[Work item]
From the study summaries on abortion and contraception research, extract the passage starting with "Comparing Different Pain" and going on through "on bleeding patterns.", copying it word for word.

[Excerpt to read]
BEGIN

Comparing Different Pain Management Methods for Participants Undergoing First-Trimester Surgical Abortion  

This study compared the effectiveness and acceptability of different methods used to reduce pain levels in first-trimester surgical abortion with local anesthesia. Methods included 1. no additional medication, 2. lorazepam taken sublingually (under the tongue), and 3. intravenous (IV) sedation with fentanyl and midazolam. Results revealed that the third method was most effective in reducing pain scores overall.  

Bleeding Patterns After EC Pill Use 

In this study, bleeding patterns were observed in patients taking emergency contraception pill (ECP). Participants recorded bleeding patterns for nine weeks, and it was found that the timing of ECP administration had a significant impact on bleeding patterns.  

Success Rates of Buccal vs. Oral Misoprostol in Medication Abortions  

This study compared the efficacy of two different methods of taking medication abortion medication. Participants took the initial dose of mifepristone and then either took misoprostol orally (swallowed) or buccally (within cheeks) 24-36 hours later. Results showed that both methods had relatively similar success rates, but that the oral method was less effective as gestational age increased.  

Comparing Types of Medication Abortions

This paper describes the different types of medication abortions and outlines the efficacy and ideal timing of each type. Results of this review indicate that mifepristone followed by misoprostol is the most common and most effective form of medication abortion available. 

Comparing Oral and IV Sedation for Patients Undergoing First-Trimester Surgical Abortions 

In this study, patients undergoing first-trimester surgical abortions were provided with either an oral or intravenous (IV) form of sedation in order to see which resulted in lower levels of pain. Results showed that oral sedation is almost half as effective at controlling pain levels when compared to IV sedation.  

Improving Oral Contraceptive Pill Adherence Using Daily Text Message Reminders  

In this study, the impact of text message reminders on oral contraceptive pill (OCP) adherence was explored. Selected participants received a daily reminder text message and pill-taking was tracked using a wireless monitor. Results did not indicate that reminder texts resulted in higher OCP medication adherence.

END

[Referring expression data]

BEGIN

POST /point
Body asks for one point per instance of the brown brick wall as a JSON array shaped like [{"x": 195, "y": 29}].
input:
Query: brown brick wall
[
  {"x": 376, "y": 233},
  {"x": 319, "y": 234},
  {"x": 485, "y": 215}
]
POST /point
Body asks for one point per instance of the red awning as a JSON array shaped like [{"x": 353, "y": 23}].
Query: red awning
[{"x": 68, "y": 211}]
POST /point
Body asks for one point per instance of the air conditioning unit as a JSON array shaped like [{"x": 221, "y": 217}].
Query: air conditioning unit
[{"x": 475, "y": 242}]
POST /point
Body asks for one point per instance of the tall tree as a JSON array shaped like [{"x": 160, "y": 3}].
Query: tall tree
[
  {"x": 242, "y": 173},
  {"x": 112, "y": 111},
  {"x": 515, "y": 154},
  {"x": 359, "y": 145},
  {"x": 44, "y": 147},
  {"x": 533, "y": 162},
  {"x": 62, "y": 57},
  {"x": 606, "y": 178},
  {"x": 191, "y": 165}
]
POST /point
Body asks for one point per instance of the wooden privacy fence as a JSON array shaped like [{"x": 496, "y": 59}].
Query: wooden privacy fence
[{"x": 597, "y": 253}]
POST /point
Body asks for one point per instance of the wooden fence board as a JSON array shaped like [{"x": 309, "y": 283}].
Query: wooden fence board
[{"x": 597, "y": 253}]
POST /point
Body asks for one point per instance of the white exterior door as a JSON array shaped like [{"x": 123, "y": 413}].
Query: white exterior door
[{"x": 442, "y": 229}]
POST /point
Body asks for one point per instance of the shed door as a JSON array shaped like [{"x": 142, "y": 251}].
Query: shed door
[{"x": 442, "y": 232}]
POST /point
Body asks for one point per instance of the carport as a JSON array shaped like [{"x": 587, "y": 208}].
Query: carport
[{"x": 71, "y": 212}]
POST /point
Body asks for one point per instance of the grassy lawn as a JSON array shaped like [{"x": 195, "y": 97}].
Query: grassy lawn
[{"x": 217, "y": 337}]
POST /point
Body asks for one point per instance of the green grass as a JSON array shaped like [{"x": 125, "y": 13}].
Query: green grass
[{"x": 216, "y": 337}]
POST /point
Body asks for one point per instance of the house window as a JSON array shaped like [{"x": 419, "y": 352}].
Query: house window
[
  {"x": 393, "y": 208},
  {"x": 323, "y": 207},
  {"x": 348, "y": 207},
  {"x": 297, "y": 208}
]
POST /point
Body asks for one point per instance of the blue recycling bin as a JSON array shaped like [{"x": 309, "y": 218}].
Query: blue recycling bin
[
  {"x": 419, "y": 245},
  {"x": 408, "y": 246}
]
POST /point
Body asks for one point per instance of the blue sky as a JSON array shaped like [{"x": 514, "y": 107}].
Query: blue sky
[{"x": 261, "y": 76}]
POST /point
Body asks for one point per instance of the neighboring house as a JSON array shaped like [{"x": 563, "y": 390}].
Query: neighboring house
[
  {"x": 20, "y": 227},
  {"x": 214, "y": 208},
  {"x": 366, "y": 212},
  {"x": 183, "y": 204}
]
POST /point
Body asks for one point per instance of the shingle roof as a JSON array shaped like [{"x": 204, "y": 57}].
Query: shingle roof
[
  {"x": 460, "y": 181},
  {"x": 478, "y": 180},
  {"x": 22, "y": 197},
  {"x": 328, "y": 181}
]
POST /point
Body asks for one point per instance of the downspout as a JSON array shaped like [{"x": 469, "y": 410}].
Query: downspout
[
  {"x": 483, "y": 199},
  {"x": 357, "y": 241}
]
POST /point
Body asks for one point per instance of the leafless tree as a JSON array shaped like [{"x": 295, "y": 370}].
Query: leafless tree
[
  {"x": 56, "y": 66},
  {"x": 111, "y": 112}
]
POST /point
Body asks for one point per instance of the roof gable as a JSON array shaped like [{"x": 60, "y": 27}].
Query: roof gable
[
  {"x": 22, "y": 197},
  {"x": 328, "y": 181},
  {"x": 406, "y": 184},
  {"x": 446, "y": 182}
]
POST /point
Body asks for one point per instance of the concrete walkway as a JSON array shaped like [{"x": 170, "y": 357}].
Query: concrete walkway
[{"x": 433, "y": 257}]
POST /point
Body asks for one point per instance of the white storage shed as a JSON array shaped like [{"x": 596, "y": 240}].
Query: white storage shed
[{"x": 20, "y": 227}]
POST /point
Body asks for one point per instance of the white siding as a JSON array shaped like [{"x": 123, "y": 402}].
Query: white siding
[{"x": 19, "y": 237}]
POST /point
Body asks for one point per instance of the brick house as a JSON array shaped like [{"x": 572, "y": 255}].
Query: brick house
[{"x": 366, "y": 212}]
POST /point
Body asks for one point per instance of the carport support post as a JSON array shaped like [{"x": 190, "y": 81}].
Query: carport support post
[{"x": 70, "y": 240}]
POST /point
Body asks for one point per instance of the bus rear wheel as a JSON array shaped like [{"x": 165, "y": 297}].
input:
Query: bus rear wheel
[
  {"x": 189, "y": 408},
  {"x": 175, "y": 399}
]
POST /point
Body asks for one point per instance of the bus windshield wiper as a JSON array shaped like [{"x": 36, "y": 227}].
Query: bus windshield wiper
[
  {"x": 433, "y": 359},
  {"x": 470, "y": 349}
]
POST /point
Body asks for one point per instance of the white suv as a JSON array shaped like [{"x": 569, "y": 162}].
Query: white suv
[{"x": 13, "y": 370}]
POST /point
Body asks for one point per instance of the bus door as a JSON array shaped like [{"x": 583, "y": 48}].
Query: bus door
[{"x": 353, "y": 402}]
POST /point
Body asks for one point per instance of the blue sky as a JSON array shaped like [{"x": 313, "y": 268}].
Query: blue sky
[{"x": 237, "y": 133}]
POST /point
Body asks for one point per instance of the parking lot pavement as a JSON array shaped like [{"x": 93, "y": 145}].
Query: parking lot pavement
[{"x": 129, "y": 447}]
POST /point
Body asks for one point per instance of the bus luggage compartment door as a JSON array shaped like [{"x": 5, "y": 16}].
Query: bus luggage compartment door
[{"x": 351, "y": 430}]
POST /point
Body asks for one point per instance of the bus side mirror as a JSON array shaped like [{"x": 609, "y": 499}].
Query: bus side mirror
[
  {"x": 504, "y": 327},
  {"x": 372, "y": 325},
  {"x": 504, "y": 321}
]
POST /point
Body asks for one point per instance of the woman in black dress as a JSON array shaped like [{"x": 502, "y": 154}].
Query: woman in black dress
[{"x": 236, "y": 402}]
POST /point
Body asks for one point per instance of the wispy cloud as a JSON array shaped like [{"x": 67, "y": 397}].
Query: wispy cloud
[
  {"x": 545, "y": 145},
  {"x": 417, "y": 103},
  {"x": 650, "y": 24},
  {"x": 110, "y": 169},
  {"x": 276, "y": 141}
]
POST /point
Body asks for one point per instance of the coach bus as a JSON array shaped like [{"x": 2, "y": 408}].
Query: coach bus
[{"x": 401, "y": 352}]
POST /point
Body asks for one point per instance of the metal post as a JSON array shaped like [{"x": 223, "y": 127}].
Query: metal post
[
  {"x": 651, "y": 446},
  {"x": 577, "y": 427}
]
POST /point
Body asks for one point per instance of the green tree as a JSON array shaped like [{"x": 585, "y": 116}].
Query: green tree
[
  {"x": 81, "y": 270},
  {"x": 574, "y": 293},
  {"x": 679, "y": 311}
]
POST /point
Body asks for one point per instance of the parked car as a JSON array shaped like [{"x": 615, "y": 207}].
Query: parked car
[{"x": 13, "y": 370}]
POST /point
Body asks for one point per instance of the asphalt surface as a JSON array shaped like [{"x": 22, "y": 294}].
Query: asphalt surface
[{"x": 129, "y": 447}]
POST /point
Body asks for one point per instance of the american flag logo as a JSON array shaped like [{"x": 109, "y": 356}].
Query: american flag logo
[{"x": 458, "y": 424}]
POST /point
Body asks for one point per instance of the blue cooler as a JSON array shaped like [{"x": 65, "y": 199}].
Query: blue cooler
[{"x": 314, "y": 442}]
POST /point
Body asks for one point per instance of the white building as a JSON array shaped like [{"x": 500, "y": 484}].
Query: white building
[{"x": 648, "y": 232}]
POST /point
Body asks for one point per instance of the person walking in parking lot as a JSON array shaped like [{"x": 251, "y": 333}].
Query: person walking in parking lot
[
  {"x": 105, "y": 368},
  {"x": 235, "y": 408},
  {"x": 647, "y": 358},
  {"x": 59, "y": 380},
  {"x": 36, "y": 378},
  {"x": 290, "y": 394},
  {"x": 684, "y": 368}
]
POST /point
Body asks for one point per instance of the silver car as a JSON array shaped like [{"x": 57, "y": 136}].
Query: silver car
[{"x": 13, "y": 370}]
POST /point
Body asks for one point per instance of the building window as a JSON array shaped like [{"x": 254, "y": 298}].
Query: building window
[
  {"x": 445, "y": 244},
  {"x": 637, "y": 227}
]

END

[Task result]
Comparing Different Pain Management Methods for Participants Undergoing First-Trimester Surgical Abortion  

This study compared the effectiveness and acceptability of different methods used to reduce pain levels in first-trimester surgical abortion with local anesthesia. Methods included 1. no additional medication, 2. lorazepam taken sublingually (under the tongue), and 3. intravenous (IV) sedation with fentanyl and midazolam. Results revealed that the third method was most effective in reducing pain scores overall.  

Bleeding Patterns After EC Pill Use 

In this study, bleeding patterns were observed in patients taking emergency contraception pill (ECP). Participants recorded bleeding patterns for nine weeks, and it was found that the timing of ECP administration had a significant impact on bleeding patterns.